EXTRACTED TEXT
Brighton quintet Squid don’t waste time instilling a frenetic and manic vivacity into a room lulled into a haze by Kate Teague’s bedroom pop in the set prior. There’s sweat on the walls of Pearl Street co-op, its homemade lighting rig bathes a legion of overheating hipsters in a tacky, primary blue. Puma Blue then escorts us from Bikini Bottom to the bow of the Titanic, his lovelorn funk adopting a surprisingly gnarly energy through Pearl Street’s cheap rig. It’s surprising, but Squid’s nervous electricity is only continued by Jacob Allen’s usually sultry project.

Wednesday, 13.03

Before you die, I highly recommend you watch hundreds of influencers shed their self-preserving media skins and scream “Fuck off! Go away!” and “All dogs go to heaven” in sweaty unison. It’s extremely funny. A Tierra Whack show’s probably your best bet – she’s only been on for a minute and she’s only had to ask once. She’s got crowd work chops to rival a seasoned stand-up, and the electric rendition of ‘Fuck Off!’ is a highlight.

The irony of preaching realness in front of a 30-foot Dr. Marten’s logo isn’t lost on Whack, whose complementary pair are in the crowd within moments. When she gestures at DJ and Hypeman Zach Whack to cut the track so she can ask for them back as they’re her only pair, she captures the hearts of the minority who had yet to fall in love.

BEA1991 is fascinating, peddling a striking form of pop as indebted to the experimental club sounds of collaborator Sega Bodega as the luxurious pop of Blood Orange, who she recently supported on a tour through Europe. The straight lines and sharp edges of Pour Me’s upstairs bar take on the characteristics of a cockpit in some celestial craft to the sound of BEA1991’s robot-precise production, unusual melodies and cosmic range, and she dances as if in private. In space, no one can see you move.

Across town, the garden of Swan Dive lays the scene for a DIY Magazine showcase. Westerman and his small band set up their equipment, some audience members notice a definite crackling, presumed to just be a guitar plugged in prematurely. The source of the ugly sound becomes a mystery, and praise is heaped upon the elusive ‘Dave’, the sound guy – and, presumably, a sound guy – as he diligently works to isolate the racket. Unfortunately, what turns out to be a loose connection on the stage-right speaker stack causes some thunderous cracking sounds, far too loud and frequent to be simply made do with. After a spellbinding acapella opener, Westerman and band fight a losing battle against the technical anomaly through Edison and the opening bars of ‘Albatross’, before deciding the only way to salvage a set is solo.

EXTRACTED INFORMATION
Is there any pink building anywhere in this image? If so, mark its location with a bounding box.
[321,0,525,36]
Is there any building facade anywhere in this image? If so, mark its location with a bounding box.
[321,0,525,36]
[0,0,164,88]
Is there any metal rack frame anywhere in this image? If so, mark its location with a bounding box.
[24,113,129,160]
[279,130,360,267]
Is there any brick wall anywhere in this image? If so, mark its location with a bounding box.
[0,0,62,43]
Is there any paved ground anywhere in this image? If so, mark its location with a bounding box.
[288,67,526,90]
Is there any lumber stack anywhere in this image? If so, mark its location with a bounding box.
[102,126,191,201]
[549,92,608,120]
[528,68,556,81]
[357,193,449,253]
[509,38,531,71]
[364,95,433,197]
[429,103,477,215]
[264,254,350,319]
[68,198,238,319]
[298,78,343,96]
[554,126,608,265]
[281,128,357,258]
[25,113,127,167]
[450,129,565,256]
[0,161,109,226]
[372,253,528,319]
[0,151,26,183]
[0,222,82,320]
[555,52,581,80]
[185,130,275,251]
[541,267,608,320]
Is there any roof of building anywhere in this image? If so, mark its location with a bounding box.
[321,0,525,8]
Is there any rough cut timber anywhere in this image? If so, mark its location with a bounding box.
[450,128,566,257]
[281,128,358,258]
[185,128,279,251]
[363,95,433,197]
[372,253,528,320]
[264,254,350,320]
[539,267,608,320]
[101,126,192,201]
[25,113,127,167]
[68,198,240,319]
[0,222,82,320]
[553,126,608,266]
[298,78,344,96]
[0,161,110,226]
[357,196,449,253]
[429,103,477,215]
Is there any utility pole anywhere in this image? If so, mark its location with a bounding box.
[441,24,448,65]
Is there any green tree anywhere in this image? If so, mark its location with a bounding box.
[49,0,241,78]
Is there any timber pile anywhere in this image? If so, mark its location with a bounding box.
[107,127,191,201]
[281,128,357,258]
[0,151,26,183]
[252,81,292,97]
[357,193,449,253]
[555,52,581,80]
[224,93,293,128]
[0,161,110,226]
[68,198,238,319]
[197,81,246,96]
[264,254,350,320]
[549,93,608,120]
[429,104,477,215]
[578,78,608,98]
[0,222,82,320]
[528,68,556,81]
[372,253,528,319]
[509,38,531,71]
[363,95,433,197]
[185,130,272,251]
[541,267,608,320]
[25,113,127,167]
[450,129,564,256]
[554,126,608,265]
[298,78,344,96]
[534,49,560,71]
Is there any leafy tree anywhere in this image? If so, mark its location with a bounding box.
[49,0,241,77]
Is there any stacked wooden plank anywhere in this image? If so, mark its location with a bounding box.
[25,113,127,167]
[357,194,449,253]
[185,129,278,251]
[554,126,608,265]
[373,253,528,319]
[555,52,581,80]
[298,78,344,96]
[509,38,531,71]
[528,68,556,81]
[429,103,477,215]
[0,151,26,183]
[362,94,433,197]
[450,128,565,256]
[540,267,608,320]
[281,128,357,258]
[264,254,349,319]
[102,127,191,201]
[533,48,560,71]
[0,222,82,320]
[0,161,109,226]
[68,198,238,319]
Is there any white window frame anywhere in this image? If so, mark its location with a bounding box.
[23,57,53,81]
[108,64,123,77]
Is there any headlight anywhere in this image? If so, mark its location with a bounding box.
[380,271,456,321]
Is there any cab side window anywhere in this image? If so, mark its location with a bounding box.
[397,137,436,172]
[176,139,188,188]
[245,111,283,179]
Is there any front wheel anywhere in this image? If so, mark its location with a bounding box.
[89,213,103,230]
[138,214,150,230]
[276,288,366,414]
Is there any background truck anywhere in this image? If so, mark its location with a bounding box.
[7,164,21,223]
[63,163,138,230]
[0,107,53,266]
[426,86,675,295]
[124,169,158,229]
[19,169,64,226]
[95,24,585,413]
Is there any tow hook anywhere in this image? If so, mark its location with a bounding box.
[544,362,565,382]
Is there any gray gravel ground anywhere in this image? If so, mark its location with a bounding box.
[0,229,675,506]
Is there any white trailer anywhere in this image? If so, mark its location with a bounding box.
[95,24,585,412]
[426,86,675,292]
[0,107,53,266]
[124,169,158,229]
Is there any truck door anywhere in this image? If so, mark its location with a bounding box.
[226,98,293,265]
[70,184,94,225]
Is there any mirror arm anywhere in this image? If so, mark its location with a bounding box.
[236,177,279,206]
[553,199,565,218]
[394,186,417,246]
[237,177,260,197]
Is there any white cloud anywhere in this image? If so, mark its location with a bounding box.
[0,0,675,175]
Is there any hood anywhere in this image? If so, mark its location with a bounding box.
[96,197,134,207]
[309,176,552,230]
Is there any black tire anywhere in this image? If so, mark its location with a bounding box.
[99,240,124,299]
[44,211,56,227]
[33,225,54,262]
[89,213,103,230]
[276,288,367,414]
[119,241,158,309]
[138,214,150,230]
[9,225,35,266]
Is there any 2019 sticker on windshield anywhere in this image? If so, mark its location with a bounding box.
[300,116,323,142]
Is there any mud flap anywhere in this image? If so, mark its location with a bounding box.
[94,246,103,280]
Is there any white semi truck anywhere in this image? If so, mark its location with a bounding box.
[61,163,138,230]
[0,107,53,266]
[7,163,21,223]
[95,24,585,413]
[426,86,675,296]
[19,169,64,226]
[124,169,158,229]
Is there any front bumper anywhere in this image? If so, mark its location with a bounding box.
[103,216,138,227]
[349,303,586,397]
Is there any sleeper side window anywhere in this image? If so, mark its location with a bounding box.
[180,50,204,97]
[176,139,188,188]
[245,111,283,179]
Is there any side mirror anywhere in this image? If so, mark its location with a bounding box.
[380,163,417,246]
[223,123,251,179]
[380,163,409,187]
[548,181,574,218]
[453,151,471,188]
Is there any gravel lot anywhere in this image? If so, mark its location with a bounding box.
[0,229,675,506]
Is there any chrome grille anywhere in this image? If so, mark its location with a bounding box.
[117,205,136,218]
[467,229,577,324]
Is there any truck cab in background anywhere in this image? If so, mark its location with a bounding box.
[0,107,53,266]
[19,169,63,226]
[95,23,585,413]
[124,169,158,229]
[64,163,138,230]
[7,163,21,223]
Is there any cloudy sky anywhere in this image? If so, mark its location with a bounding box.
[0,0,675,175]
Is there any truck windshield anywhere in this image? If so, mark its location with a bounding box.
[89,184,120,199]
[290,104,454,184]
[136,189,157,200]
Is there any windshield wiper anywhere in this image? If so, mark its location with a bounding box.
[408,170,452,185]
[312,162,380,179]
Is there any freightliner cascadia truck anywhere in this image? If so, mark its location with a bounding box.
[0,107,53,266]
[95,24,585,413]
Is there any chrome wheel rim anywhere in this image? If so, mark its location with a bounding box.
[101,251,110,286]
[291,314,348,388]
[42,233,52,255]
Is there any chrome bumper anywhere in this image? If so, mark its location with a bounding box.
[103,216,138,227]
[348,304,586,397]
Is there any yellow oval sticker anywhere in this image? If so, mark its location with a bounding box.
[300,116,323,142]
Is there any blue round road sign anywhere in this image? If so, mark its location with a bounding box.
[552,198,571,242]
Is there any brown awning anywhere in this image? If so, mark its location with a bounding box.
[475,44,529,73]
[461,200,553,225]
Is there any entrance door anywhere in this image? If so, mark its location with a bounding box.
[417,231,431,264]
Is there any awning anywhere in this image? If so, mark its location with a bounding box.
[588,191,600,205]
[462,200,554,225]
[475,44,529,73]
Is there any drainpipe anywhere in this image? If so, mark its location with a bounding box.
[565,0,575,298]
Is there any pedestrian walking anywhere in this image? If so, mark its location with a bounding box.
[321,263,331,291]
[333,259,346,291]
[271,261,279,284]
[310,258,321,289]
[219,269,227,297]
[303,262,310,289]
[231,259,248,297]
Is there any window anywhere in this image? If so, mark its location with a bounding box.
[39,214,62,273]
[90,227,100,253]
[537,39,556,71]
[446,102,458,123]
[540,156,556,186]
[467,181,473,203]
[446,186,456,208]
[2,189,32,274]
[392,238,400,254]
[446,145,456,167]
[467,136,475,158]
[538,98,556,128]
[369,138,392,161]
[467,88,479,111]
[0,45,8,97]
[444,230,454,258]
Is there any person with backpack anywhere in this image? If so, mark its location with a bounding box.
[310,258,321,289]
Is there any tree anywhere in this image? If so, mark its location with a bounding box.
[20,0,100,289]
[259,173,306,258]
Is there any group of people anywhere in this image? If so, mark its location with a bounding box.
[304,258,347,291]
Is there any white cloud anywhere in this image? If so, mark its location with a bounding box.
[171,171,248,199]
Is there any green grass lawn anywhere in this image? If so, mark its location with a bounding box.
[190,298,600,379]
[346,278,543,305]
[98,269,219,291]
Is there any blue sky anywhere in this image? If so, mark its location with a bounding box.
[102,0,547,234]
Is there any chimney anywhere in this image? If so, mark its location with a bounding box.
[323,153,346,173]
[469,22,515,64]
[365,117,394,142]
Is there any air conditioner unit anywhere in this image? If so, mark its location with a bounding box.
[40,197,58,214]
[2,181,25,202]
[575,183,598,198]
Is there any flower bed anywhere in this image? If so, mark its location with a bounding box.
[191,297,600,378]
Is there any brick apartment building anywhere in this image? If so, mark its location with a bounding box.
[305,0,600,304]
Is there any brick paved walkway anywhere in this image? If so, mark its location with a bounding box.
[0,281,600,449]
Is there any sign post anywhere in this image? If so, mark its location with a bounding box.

TO BE DONE
a – Copy the passage of the festival review that begins with the words containing "Wednesday, 13.03" and ends with "fall in love.".
b – According to the festival review, what caused the thunderous cracking sounds during Westerman's set?

EXPECTED ANSWERS
a –
Wednesday, 13.03

Before you die, I highly recommend you watch hundreds of influencers shed their self-preserving media skins and scream “Fuck off! Go away!” and “All dogs go to heaven” in sweaty unison. It’s extremely funny. A Tierra Whack show’s probably your best bet – she’s only been on for a minute and she’s only had to ask once. She’s got crowd work chops to rival a seasoned stand-up, and the electric rendition of ‘Fuck Off!’ is a highlight.

The irony of preaching realness in front of a 30-foot Dr. Marten’s logo isn’t lost on Whack, whose complementary pair are in the crowd within moments. When she gestures at DJ and Hypeman Zach Whack to cut the track so she can ask for them back as they’re her only pair, she captures the hearts of the minority who had yet to fall in love.

b – A loose connection on the stage-right speaker stack.